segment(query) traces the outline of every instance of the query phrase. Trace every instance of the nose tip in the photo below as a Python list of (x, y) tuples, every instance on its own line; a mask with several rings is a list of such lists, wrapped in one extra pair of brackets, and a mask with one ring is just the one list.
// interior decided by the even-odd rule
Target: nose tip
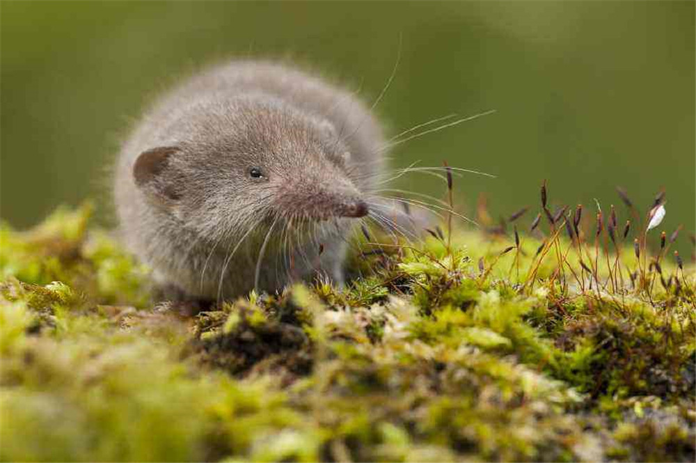
[(343, 215), (346, 217), (364, 217), (367, 215), (367, 205), (365, 201), (358, 201), (348, 203)]

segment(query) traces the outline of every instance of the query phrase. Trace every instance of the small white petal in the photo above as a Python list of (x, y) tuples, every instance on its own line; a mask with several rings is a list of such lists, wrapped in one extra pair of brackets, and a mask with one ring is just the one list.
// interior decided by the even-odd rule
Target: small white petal
[(667, 214), (667, 211), (665, 210), (665, 206), (660, 205), (656, 207), (653, 208), (650, 212), (650, 223), (648, 223), (648, 230), (652, 230), (657, 226), (662, 223), (662, 219), (665, 218), (665, 214)]

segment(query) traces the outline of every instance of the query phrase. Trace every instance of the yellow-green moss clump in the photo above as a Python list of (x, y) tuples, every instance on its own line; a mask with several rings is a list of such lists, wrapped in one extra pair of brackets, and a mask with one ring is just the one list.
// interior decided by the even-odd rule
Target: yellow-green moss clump
[(696, 458), (694, 272), (642, 241), (438, 228), (187, 315), (89, 214), (0, 230), (0, 460)]

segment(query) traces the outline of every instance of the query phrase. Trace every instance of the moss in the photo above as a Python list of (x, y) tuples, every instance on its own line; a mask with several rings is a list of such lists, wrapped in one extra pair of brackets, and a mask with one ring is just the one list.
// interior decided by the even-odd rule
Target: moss
[(696, 457), (693, 267), (455, 230), (191, 315), (90, 214), (0, 228), (1, 460)]

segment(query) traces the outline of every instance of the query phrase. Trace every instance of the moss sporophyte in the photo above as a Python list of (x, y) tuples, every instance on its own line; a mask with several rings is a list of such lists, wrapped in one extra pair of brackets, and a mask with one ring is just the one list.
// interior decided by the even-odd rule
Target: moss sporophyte
[(663, 200), (542, 195), (530, 232), (483, 207), (477, 231), (365, 230), (343, 288), (195, 315), (88, 205), (3, 224), (0, 459), (694, 461), (696, 276), (649, 230)]

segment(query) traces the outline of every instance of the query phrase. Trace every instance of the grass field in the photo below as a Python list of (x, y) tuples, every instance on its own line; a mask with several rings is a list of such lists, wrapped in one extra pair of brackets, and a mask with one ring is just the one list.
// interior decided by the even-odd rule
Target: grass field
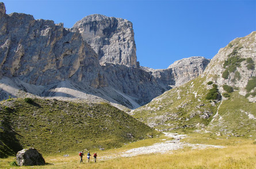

Given instruction » Copy the stretch from the start of the records through the line containing "Target: nose tip", replacing "even-odd rule" with "nonzero winding rule" and leaving everything else unchanged.

Solution to the problem »
segment(query) traces the outline of every instance of the query phrase. Trace every instance of the nose tip in the photo below as a Python list of (x, y) tuples, every instance on its own line; a mask with several rings is a list of such lists, wrapped in one extra pair of brackets, and a mask with one ring is just the one list.
// interior decided by the nonzero winding rule
Target: nose tip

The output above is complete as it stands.